## What the task asks
Report every line of the data below that contains the string "wooden", copying each line in full. Treat case as significant, so a line counts only when its capitalization matches.

## Record extracts

/---

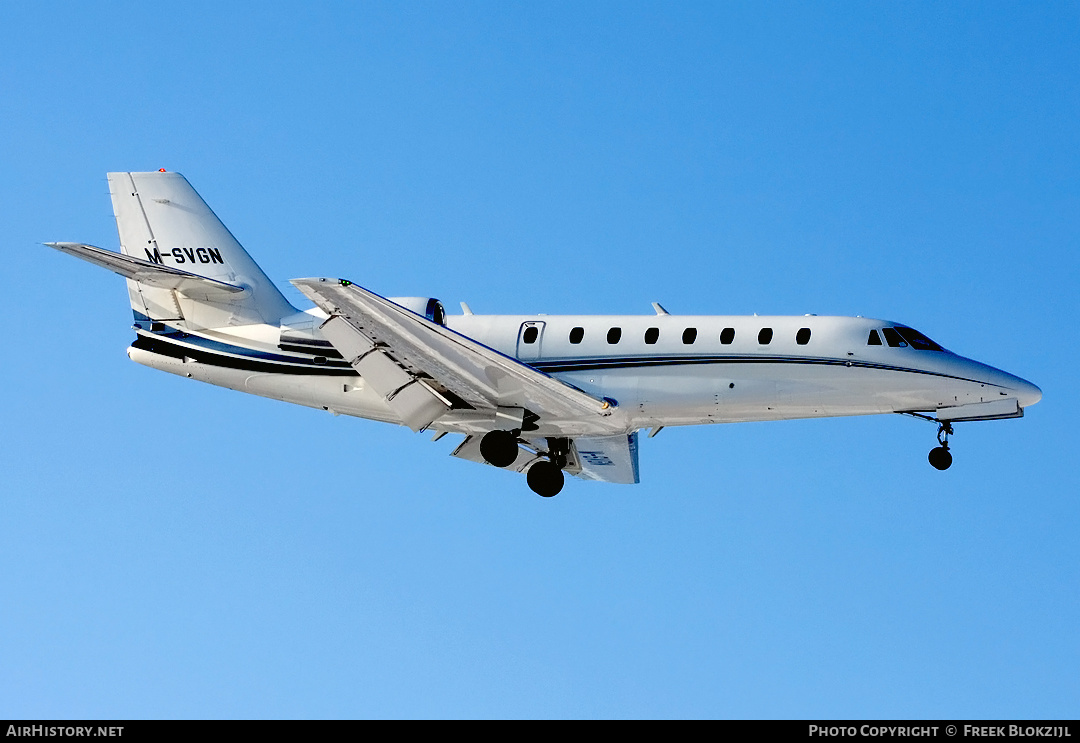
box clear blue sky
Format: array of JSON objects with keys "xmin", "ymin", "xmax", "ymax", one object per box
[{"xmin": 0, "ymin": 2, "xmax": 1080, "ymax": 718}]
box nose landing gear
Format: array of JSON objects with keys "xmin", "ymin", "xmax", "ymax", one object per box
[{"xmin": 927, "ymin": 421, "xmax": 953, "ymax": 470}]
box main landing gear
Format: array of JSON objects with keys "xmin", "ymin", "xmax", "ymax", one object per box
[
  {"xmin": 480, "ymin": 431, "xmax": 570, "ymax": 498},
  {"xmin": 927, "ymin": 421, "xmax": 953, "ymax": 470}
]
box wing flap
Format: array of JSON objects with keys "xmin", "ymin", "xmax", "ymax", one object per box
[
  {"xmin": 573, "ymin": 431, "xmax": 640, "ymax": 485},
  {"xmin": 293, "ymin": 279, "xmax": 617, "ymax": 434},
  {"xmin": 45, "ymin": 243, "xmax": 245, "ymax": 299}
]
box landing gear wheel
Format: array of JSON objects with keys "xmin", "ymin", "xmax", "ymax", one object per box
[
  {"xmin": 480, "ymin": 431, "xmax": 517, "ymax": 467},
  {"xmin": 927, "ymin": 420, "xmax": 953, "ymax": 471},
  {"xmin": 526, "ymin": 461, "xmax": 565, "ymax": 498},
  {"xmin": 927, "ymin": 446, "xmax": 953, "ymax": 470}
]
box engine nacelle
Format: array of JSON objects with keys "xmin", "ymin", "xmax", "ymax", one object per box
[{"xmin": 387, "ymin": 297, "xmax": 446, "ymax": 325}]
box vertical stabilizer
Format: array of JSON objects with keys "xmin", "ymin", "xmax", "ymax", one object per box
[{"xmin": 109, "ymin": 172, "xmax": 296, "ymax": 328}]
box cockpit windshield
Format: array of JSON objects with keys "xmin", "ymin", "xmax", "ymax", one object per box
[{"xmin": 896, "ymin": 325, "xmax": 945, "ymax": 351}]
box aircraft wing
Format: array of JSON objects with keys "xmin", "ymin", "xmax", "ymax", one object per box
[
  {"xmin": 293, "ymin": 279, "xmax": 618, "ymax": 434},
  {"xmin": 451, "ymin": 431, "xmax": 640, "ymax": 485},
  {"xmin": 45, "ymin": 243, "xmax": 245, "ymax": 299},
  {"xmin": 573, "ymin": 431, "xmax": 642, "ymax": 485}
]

\---
/---

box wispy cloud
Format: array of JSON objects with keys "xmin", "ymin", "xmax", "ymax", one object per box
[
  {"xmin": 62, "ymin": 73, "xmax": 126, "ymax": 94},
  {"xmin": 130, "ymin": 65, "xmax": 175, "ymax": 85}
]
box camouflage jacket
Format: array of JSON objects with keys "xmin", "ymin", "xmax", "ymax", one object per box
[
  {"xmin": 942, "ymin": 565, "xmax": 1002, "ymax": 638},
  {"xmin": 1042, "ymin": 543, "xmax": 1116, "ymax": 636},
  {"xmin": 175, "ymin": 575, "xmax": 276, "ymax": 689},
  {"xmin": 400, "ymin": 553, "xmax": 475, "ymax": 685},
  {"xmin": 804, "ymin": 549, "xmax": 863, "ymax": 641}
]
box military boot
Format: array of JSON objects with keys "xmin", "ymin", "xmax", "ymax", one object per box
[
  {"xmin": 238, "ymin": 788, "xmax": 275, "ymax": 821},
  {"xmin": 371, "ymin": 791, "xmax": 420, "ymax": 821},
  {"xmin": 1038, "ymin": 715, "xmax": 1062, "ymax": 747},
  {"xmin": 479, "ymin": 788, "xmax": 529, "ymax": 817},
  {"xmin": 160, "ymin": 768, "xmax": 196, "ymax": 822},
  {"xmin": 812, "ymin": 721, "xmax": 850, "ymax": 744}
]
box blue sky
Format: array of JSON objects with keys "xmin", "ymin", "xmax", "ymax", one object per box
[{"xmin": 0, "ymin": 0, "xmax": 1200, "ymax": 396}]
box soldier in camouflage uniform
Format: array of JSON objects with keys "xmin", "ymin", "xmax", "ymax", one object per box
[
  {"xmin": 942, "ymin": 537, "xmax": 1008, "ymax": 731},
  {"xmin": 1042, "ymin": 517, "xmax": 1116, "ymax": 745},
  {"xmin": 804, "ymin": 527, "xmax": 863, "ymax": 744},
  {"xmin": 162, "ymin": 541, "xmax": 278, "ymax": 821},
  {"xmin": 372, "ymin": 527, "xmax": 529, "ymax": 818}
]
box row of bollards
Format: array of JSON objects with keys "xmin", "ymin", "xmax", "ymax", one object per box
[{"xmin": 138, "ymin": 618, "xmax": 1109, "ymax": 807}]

\---
/---

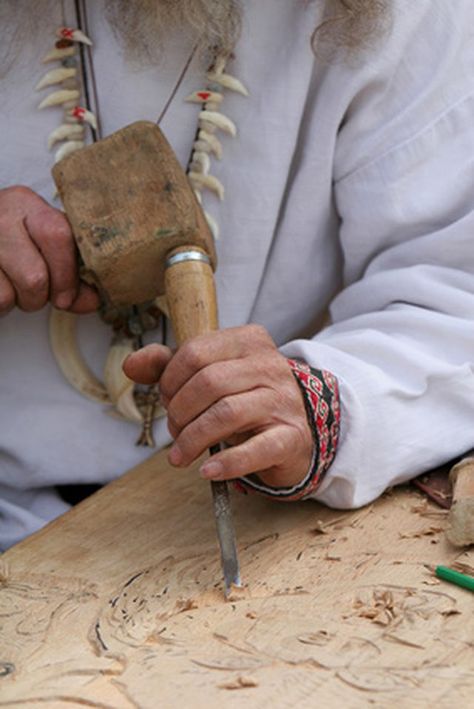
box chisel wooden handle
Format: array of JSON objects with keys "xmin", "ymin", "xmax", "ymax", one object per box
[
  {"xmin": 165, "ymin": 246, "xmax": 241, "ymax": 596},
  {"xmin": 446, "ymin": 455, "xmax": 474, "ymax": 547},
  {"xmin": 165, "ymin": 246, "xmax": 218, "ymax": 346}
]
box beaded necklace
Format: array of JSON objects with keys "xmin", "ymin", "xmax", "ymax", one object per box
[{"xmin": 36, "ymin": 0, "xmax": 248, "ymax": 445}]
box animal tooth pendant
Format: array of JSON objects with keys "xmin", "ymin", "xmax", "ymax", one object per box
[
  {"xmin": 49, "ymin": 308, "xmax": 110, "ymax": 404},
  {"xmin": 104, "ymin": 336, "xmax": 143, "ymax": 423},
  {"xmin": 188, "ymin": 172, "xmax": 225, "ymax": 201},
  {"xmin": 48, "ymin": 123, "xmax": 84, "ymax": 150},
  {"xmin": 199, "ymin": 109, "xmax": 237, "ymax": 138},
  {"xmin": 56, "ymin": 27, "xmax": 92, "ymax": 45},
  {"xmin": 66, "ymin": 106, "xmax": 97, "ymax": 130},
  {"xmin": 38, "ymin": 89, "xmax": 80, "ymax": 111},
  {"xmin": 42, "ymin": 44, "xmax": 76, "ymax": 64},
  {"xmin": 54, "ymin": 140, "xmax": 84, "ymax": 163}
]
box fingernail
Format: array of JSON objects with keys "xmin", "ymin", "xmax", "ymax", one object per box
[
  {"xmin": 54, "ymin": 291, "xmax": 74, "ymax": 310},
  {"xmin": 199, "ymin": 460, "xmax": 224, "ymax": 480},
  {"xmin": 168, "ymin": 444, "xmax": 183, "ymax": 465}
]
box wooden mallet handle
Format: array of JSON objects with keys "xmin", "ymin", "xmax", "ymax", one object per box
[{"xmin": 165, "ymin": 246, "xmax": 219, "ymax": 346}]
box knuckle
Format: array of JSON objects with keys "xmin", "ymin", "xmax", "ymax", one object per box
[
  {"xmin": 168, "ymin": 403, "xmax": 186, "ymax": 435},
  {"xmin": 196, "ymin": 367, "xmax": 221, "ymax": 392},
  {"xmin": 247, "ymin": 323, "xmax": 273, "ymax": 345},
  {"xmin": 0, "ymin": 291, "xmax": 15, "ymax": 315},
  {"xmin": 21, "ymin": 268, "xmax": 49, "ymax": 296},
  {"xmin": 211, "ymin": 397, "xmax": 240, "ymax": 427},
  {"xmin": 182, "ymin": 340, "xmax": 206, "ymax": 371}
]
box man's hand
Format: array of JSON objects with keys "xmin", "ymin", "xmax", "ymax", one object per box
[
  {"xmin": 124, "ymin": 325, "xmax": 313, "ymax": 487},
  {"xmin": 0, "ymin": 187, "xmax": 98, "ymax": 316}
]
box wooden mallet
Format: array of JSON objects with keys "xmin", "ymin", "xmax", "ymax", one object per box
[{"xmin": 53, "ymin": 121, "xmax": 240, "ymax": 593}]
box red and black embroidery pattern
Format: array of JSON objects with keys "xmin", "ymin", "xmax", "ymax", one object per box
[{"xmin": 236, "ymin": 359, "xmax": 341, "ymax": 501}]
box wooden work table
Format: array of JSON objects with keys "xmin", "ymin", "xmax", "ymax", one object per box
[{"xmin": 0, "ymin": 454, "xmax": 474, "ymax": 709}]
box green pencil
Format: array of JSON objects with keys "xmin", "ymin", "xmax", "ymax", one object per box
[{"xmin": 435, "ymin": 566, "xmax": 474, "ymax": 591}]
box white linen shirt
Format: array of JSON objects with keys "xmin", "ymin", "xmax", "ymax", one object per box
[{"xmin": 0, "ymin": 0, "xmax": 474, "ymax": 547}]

\---

## Exercise solution
box chisel wooden handle
box wooden mallet handle
box wooden mallet
box wooden work table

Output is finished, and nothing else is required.